### Document passage
Industrial mass production, in this case of clothing, became part of Toronto's fabric. Livingstone and Johnston, (later W.R. Johnston & Company), founded in Toronto in 1868, was the first in Canada to cut cloth and sew together the component pieces. It used the newly introduced sewing machine as part of a continuous operation. William E. Davies established Canada's first large-scale hog slaughterhouse in Toronto in 1874.

Toronto became the home of the first plastics produced in Canada. The Rathburn Company of Toronto began to produce wood distillates including wood alcohol and calcium acetate, used to make acetic acid or acetone, in 1897. The Standard Chemical Company of Toronto, established in 1897, initiated the production of acetic acid in 1899 and formaldehyde, from the oxidation of wood alcohol, in 1909. This latter product was an essential element in the production of the fully synthetic, phenol-formaldehyde plastic (Bakelite).

Heavy manufacturing took hold in nearby cities. General Electric Canada, founded by Thomas Edison in nearby Peterborough in 1892, contributed to heavy manufacturing techniques through the fabrication of large electric generators and electric motors, which were used to supply the rapidly growing Canadian market for electrical generating equipment. Similar heavy electrical products were manufactured by Westinghouse Canada, established in Hamilton, Ontario, in 1897. Steel mills were established there as well.

Public services improved city life. A steam-powered municipal water pumping station was in service in Toronto by 1841, the same year that coal gas street lighting was introduced. Horsecar service began in Toronto in 1861. It was operated by the Toronto Street Railways until 1892, when it was replaced by electric streetcar service. The Toronto Power House and the Hydro-Electric Power Commission of Ontario began offering electricity to that city and the province in 1906.

### Collected data
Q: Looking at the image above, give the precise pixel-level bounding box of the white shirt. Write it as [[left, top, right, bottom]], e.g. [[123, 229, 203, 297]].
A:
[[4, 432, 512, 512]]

### Study questions
1. Please transcribe the Toronto industry passage between "Heavy manufacturing took" and "there as well.", inclusive.
2. Using the Toronto industry passage, decide whether each statement agrees with it, answering yes or no and quoting the deciding words: (a) Westinghouse Canada was established in Peterborough. (b) Horsecar service in Toronto began in 1861. (c) The Standard Chemical Company began producing formaldehyde in 1899.

### Responses
1.
Heavy manufacturing took hold in nearby cities. General Electric Canada, founded by Thomas Edison in nearby Peterborough in 1892, contributed to heavy manufacturing techniques through the fabrication of large electric generators and electric motors, which were used to supply the rapidly growing Canadian market for electrical generating equipment. Similar heavy electrical products were manufactured by Westinghouse Canada, established in Hamilton, Ontario, in 1897. Steel mills were established there as well.

2.
(a) No: "Westinghouse Canada, established in Hamilton, Ontario, in 1897"
(b) Yes: "Horsecar service began in Toronto in 1861."
(c) No: "initiated the production of acetic acid in 1899 and formaldehyde, from the oxidation of wood alcohol, in 1909"